In the entries below, reformat the part that opens with the line containing "identify any knuckle" and closes with the line containing "[62,106,462,420]" as a numbered list, one item per line and both of those lines included. Leave out any blank lines.

-- Start of INPUT FOR THIS TASK --

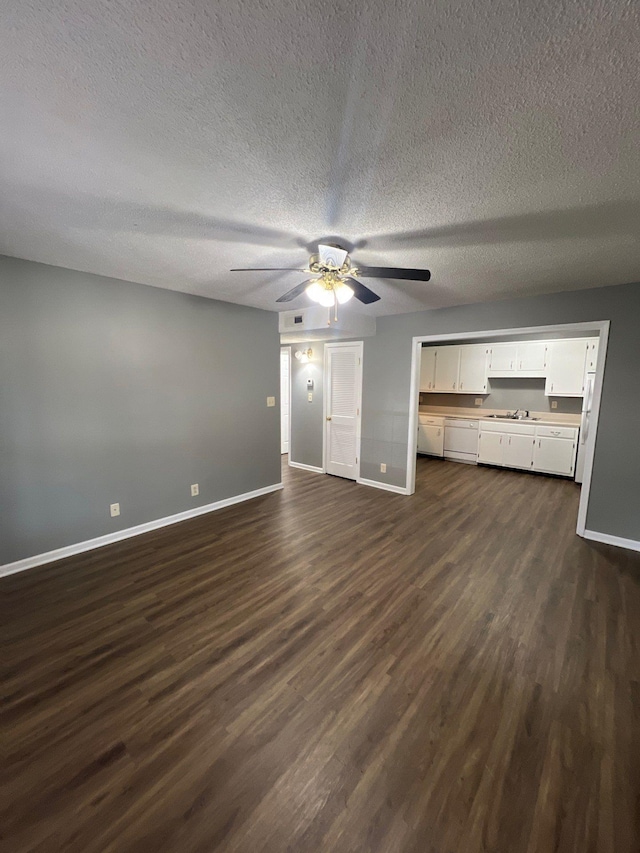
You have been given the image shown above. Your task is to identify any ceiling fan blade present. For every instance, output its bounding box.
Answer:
[229,267,309,272]
[276,278,315,302]
[346,276,380,305]
[358,266,431,281]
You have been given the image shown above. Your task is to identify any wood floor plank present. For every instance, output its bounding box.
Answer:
[0,458,640,853]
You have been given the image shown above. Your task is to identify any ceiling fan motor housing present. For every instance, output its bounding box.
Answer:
[318,243,349,270]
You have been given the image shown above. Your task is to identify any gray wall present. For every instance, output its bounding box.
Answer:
[289,343,324,468]
[361,284,640,540]
[420,377,582,415]
[0,257,281,564]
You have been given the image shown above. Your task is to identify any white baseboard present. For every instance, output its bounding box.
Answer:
[0,483,282,577]
[583,530,640,551]
[289,460,324,474]
[356,477,409,495]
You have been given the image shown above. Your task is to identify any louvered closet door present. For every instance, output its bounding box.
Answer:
[325,343,362,480]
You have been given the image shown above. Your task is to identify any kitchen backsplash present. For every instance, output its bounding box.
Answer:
[420,377,582,415]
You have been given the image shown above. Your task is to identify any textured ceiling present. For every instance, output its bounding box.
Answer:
[0,0,640,314]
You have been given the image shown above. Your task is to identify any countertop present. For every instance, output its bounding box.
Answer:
[418,406,581,427]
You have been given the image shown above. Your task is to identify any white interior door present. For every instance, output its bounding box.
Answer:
[280,347,291,453]
[324,341,362,480]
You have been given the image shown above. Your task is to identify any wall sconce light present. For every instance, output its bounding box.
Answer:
[295,347,313,364]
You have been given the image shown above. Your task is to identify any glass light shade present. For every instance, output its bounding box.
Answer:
[335,282,353,305]
[318,288,336,308]
[305,281,325,302]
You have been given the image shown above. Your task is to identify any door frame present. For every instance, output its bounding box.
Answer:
[322,341,364,483]
[279,345,291,456]
[404,320,611,536]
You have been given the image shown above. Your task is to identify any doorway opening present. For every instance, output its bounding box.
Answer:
[404,320,609,536]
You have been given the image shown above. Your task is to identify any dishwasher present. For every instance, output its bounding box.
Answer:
[444,418,478,465]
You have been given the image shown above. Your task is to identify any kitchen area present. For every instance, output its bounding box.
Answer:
[417,337,599,483]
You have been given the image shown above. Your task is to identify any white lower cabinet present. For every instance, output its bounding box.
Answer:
[418,417,444,456]
[533,427,578,477]
[478,423,578,477]
[478,427,504,465]
[503,435,534,471]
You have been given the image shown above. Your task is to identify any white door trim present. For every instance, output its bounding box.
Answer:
[406,320,610,536]
[322,341,362,483]
[280,346,291,456]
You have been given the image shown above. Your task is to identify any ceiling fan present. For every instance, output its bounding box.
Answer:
[231,243,431,320]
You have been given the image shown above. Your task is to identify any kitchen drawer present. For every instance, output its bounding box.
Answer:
[536,426,578,438]
[480,420,536,436]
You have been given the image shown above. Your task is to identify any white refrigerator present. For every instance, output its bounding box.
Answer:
[576,373,596,483]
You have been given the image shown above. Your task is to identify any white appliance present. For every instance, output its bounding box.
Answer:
[418,415,444,456]
[444,418,478,465]
[576,373,596,483]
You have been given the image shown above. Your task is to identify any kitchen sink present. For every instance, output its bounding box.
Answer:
[485,415,540,421]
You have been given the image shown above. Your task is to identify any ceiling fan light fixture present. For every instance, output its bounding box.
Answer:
[318,288,336,308]
[305,279,326,302]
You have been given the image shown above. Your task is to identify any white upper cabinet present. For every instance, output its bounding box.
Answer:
[489,341,547,377]
[489,344,518,374]
[420,338,598,397]
[516,341,547,372]
[544,338,588,397]
[435,347,460,393]
[458,344,488,394]
[420,347,436,391]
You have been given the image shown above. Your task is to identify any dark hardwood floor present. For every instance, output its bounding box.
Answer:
[0,459,640,853]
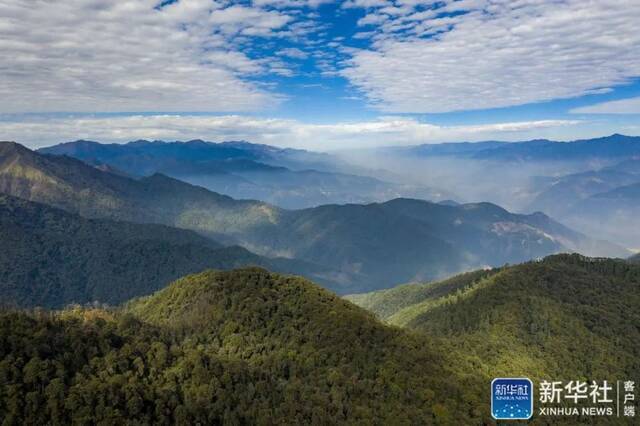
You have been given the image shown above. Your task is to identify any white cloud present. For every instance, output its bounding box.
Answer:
[0,0,308,112]
[276,47,309,59]
[342,0,640,112]
[570,97,640,114]
[0,115,580,150]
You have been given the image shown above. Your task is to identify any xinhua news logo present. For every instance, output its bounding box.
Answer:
[491,378,533,420]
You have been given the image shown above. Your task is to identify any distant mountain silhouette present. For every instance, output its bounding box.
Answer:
[0,194,340,308]
[39,140,452,208]
[0,142,628,293]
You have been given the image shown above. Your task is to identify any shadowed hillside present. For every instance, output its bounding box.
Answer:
[0,143,629,293]
[0,269,488,425]
[0,194,340,307]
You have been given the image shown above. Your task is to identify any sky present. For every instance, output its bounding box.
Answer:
[0,0,640,150]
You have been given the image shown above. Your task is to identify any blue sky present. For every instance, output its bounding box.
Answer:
[0,0,640,150]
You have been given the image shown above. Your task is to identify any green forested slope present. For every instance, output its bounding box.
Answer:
[0,142,628,294]
[352,255,640,380]
[0,194,340,307]
[0,268,488,425]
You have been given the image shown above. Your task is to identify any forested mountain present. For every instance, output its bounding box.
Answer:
[348,255,640,383]
[39,140,452,208]
[0,269,489,425]
[0,194,337,308]
[0,144,628,293]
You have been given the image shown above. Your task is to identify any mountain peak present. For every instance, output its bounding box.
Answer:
[0,141,31,157]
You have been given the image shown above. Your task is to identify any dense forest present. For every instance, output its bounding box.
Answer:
[350,255,640,379]
[0,194,340,308]
[0,255,640,425]
[0,268,488,425]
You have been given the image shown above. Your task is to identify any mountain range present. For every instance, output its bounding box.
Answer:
[39,140,452,208]
[347,255,640,384]
[0,268,489,425]
[528,159,640,248]
[387,134,640,162]
[0,255,640,425]
[0,143,629,293]
[0,195,340,308]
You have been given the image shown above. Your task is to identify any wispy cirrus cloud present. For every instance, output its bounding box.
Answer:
[569,97,640,114]
[0,0,320,112]
[341,0,640,113]
[0,114,580,150]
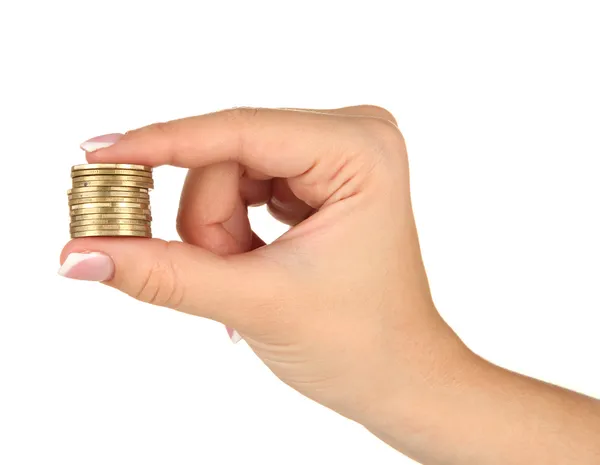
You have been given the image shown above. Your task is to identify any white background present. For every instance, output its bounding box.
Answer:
[0,0,600,465]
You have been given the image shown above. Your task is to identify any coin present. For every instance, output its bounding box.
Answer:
[71,218,150,228]
[70,207,151,216]
[71,229,152,238]
[71,213,152,223]
[71,224,150,232]
[69,196,150,206]
[73,180,154,189]
[71,163,152,172]
[67,186,149,195]
[71,169,152,178]
[71,202,150,211]
[73,174,154,184]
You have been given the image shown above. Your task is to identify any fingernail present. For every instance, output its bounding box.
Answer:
[226,327,242,344]
[80,133,123,152]
[58,252,115,281]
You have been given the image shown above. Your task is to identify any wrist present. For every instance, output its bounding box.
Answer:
[360,324,482,463]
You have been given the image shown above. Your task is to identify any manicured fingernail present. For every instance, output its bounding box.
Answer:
[80,133,123,152]
[58,252,115,281]
[226,327,242,344]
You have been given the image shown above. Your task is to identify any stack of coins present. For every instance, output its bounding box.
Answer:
[67,164,154,238]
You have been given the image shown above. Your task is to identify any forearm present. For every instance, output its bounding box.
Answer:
[367,346,600,465]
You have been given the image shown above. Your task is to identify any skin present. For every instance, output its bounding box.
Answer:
[61,106,600,465]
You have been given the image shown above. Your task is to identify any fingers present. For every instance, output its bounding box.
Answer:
[177,162,252,255]
[60,238,281,331]
[82,109,399,208]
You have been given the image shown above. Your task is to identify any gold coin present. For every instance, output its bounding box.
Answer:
[67,191,150,203]
[72,174,154,184]
[69,196,150,205]
[71,202,150,211]
[71,169,152,178]
[71,213,152,223]
[71,218,150,228]
[71,224,151,232]
[71,163,152,172]
[70,207,151,216]
[71,229,152,239]
[73,180,154,189]
[67,186,149,195]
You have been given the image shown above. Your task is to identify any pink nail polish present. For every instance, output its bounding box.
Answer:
[226,326,242,344]
[80,133,123,153]
[58,252,115,281]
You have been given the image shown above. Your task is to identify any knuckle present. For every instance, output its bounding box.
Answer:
[224,107,260,124]
[134,243,184,309]
[362,118,406,154]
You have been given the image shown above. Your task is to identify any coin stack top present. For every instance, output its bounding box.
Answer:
[67,163,154,238]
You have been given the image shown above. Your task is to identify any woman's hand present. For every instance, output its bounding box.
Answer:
[61,106,600,464]
[62,106,462,420]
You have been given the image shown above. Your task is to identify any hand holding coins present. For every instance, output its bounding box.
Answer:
[67,163,154,238]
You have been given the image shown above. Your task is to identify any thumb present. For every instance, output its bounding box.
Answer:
[59,237,278,330]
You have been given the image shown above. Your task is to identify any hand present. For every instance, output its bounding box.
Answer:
[62,106,461,420]
[61,106,600,465]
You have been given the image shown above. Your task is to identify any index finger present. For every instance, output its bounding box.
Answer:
[81,108,380,178]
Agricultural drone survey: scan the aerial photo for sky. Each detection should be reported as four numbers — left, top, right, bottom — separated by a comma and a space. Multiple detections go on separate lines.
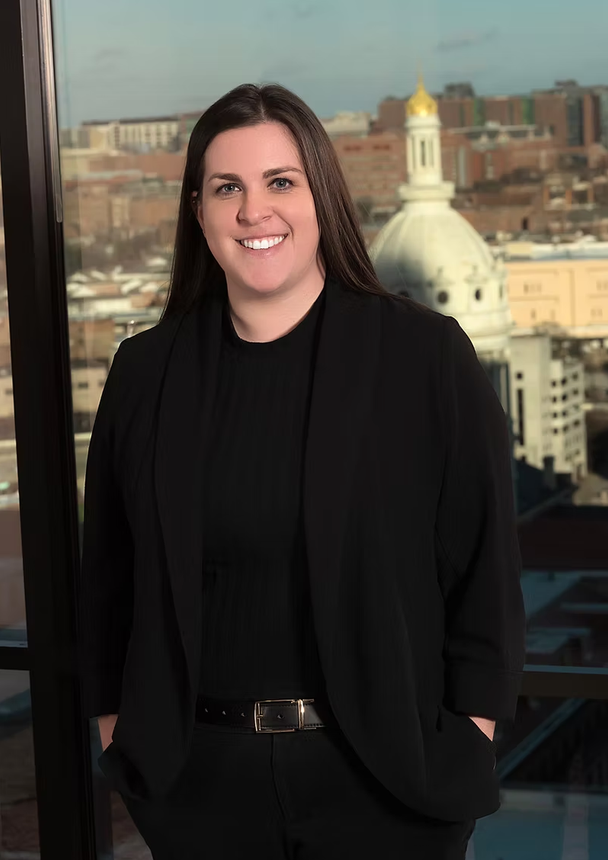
52, 0, 608, 128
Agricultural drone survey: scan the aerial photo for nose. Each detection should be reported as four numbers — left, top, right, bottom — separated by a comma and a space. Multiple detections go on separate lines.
238, 189, 272, 224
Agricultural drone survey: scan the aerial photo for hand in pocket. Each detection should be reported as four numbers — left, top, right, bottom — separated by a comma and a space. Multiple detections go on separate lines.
97, 714, 118, 752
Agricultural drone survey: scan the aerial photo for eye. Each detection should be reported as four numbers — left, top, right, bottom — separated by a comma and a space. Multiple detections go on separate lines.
273, 176, 293, 191
216, 182, 238, 194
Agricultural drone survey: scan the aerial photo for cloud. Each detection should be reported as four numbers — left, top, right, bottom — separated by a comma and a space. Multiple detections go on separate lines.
292, 0, 320, 20
260, 57, 310, 81
435, 29, 498, 53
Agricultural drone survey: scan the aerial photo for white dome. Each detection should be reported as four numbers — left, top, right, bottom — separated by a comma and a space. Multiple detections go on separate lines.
370, 202, 513, 359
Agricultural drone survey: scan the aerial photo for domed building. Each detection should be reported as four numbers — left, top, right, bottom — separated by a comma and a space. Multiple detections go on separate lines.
370, 71, 513, 413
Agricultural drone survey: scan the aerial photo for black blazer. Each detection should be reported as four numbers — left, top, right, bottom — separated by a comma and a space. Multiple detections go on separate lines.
80, 280, 524, 820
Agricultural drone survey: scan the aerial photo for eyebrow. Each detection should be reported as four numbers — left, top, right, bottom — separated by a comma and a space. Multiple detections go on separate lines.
207, 167, 302, 182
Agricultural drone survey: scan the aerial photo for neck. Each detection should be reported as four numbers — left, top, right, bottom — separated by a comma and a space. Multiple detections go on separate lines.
227, 271, 325, 343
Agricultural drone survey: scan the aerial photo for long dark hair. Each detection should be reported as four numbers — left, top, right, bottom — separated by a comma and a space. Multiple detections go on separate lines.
161, 84, 390, 319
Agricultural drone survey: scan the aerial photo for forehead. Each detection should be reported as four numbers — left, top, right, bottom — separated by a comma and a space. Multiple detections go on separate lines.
205, 122, 302, 176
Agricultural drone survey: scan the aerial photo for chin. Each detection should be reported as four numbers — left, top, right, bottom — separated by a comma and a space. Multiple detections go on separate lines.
237, 274, 289, 295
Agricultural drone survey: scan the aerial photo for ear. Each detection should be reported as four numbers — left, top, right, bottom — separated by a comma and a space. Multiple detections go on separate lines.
192, 191, 205, 236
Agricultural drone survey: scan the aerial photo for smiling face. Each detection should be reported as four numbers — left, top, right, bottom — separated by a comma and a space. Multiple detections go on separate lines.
197, 122, 324, 295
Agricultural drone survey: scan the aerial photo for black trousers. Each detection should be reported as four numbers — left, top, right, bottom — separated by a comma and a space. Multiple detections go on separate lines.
123, 723, 475, 860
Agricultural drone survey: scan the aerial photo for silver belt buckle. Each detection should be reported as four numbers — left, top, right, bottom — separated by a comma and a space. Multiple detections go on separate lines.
253, 699, 314, 733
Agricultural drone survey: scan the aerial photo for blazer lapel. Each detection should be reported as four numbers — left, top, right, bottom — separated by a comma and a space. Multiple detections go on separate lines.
155, 279, 381, 706
303, 279, 381, 671
154, 291, 222, 707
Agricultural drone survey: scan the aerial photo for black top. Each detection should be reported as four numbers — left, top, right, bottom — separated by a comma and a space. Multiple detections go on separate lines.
199, 291, 324, 699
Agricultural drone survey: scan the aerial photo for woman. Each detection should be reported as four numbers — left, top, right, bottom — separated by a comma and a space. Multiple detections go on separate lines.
82, 85, 524, 860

-- End of INPUT FOR THIS TASK --

• **EXERCISE OUTPUT**:
1. You have been given the image shown above. Your task is to identify any knuckle present. For every instance, output its bounding box.
2. Answer:
3. [224,107,260,124]
4. [134,243,184,309]
5. [362,118,406,154]
6. You have been given the image shown above. Your task is to identify any coin stack top present. For every instance, output its bounding box.
7. Answer:
8. [67,163,154,238]
9. You have been given the image shown above. Your task is to identify any woman's hand present. For every instance, output its bounding box.
10. Answer:
11. [61,106,600,464]
12. [62,106,462,420]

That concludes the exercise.